Copy the data below exactly, omitting any picture it contains.
%%
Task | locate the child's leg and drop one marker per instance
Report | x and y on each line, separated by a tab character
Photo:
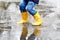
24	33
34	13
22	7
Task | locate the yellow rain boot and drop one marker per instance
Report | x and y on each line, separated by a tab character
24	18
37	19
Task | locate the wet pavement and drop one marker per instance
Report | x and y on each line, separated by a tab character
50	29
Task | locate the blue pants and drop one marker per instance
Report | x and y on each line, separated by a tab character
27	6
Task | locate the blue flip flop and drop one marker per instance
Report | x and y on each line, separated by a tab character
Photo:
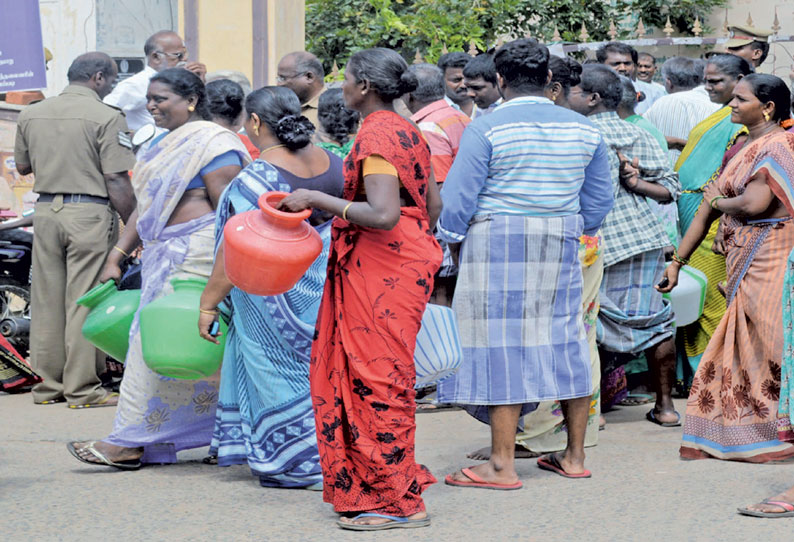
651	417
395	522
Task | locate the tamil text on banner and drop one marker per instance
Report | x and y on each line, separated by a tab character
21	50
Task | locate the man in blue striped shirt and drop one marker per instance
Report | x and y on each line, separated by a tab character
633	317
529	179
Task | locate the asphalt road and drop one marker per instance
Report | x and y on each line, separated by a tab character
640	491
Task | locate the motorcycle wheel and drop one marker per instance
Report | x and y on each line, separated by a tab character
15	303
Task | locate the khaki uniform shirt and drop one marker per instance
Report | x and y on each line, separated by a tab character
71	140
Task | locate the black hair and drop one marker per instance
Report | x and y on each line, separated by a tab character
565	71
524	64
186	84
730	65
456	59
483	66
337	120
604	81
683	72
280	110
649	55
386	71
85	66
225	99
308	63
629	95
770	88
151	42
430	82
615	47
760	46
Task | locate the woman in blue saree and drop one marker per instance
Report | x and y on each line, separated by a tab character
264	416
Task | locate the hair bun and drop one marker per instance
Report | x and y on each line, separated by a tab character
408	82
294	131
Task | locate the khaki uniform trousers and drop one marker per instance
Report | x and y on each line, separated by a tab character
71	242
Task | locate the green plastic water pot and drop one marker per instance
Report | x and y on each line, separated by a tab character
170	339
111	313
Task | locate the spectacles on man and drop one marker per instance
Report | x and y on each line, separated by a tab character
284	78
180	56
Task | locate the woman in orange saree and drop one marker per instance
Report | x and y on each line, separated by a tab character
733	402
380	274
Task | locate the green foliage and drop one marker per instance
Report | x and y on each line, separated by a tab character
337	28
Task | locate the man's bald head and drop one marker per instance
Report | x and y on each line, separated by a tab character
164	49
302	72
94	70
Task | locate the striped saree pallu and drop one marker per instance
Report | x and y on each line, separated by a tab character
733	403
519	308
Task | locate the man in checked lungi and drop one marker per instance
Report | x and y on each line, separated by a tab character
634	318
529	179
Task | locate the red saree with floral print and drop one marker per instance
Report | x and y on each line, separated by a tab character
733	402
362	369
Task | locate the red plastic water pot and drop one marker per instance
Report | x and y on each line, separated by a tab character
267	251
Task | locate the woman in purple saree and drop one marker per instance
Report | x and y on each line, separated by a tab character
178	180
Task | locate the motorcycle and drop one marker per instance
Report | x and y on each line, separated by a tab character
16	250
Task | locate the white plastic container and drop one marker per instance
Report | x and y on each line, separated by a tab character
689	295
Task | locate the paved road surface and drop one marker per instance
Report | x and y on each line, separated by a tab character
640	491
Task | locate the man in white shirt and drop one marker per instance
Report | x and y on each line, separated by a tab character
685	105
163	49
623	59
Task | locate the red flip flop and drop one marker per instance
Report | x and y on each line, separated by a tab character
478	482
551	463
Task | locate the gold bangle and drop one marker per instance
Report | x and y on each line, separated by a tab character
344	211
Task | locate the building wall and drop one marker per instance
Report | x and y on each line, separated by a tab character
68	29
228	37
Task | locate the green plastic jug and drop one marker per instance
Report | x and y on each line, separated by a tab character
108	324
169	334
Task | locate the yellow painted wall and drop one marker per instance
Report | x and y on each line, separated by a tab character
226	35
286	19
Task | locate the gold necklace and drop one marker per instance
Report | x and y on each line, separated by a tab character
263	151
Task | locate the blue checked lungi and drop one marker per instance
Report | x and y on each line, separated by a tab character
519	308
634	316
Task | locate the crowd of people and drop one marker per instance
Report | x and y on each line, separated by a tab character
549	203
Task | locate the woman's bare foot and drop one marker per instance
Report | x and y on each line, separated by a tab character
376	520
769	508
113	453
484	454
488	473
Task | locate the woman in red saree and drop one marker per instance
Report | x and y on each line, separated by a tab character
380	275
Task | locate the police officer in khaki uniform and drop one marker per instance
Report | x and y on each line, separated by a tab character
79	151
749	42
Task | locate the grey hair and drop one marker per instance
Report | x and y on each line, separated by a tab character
%%
• _Finished answer_
Task | locate the child's leg and drop one marker per instance
Report | x and y on each line, separated by a tab character
Photo:
24	33
34	13
22	7
Task | locate the yellow rain boot and drop one marker per instance
Report | x and y on each line, separated by a tab character
24	18
37	19
Task | locate the wet pavement and drop one marker per instance
Report | x and y on each line, separated by a tab character
50	29
Task | locate the blue pants and drop one marker per instance
Report | x and y on each line, separated by a tab character
27	6
Task | locate the blue flip flop and drop one marker per instance
Report | x and y on each line, separated by a tab character
Photo:
651	417
395	522
Task | locate the tamil text on banner and drop one marker per instance
Report | x and y on each line, separated by a tab character
21	50
Task | locate the man in blue striped shirt and drop one marker per instance
Report | x and y on each line, separated by a tab character
633	317
529	179
Task | locate the asphalt road and drop one marker per instance
Report | x and y on each line, separated by a tab character
640	491
Task | locate the motorcycle wheel and drop one marker per instance
Report | x and y on each line, separated by a tab character
15	303
Task | locate the khaki uniform shirt and drop one marker per instance
Report | x and y on each line, separated by a tab character
71	140
Task | locate the black hair and drop one marker per instance
Report | x and y on each line, separated by a tab character
565	71
524	64
186	84
730	65
456	59
483	66
337	120
604	81
683	72
280	110
649	55
386	71
85	66
225	99
308	63
629	95
770	88
151	42
430	82
615	47
760	46
Task | locate the woman in blue saree and drop one marker per instance
Report | x and y on each line, separated by a tab character
264	416
Task | locate the hair bun and drop one marker per instance
Report | x and y on each line, separated by a tab character
408	82
294	131
Task | locate the khaki uniform trousers and drop one marker per instance
Report | x and y on each line, separated by a tab character
71	242
Task | locate the green plastic water pot and drop one marker per instance
Report | x and y on each line, separated by a tab character
170	339
111	313
Task | locate the spectacles on man and drop one marker per instance
Report | x and y on each line, separated by a tab character
284	78
180	56
Task | locate the woman in orange saree and drop one marker per instance
Report | x and y on each line, separated by a tab character
733	402
380	274
Task | locate the green foliage and drop one marker per instance
Report | x and y on each line, separated by a tab character
337	28
Task | locate the man's bald head and drop one marker per instance
Report | x and y on each line, separated by a tab character
164	49
302	72
94	70
Task | locate the striped saree pallu and drop one marker per instance
Report | x and y on each line, separated by a tab character
733	403
519	308
Task | locate the man in checked lungi and drop one marker per instance
Report | x and y on each line, separated by a tab character
634	318
529	179
Task | locate the red saree with floral print and drop one marker per instance
Report | x and y on each line, separated by a tab character
733	402
362	369
Task | locate the red plastic water pot and drop one marker per instance
Report | x and y on each line, separated by a tab character
267	251
Task | locate the woman in purple saree and drop one marker per instance
Report | x and y on each line, separated by a tab character
178	180
Task | locate the motorcycle and drop one marker per instance
Report | x and y on each line, separated by a tab character
16	250
Task | locate the white plastic container and drop one marker per instance
Report | x and y on each line, separated by a tab character
689	295
Task | locate the paved road surface and drop one marker per instance
Report | x and y on each line, separated by a tab character
640	491
Task | locate the man in white shirt and drop one marker per instance
Report | x and y on each line, separated by a tab character
685	105
163	49
623	59
Task | locate the red flip flop and drop one marker per instance
Report | x and y on each line, separated by a tab character
478	482
551	463
Task | locate the gold bangle and drop one marker per instance
Report | x and y on each line, separated by a tab character
344	211
Task | locate the building wall and drop one marker per instance
Report | x and y on each line, separated by a tab character
68	29
228	37
Task | locate the green plastic jug and drop one marker per instance
Report | x and y on each line, separated by a tab character
108	324
169	334
Task | locate the yellow painted wall and drop one marker per instance
Report | x and y on each line, separated by a tab character
226	35
286	19
Task | locate the gold necklace and drop one marker per instance
Report | x and y on each line, separated by a tab character
263	151
Task | locate the blue checked lungi and drop one marker per instance
Report | x and y on each line, separated by a tab character
519	308
634	316
Task | locate the crowd of people and drop one marker per instance
Report | x and y on each line, separated by a tab character
549	203
Task | locate the woman's bare foot and drop one marker per instance
Report | x and y on each line, separated by a tab character
376	520
769	508
113	453
484	454
488	473
Task | locate the woman in red saree and drop one marker per instance
Report | x and y on each line, separated by a tab character
380	275
Task | locate the police officer in khaki uniform and drop one marker per instance
Report | x and y on each line, separated by a tab character
79	151
749	42
Task | locate the grey hair and drop one marker per instance
Report | x and y on each line, separated by a tab character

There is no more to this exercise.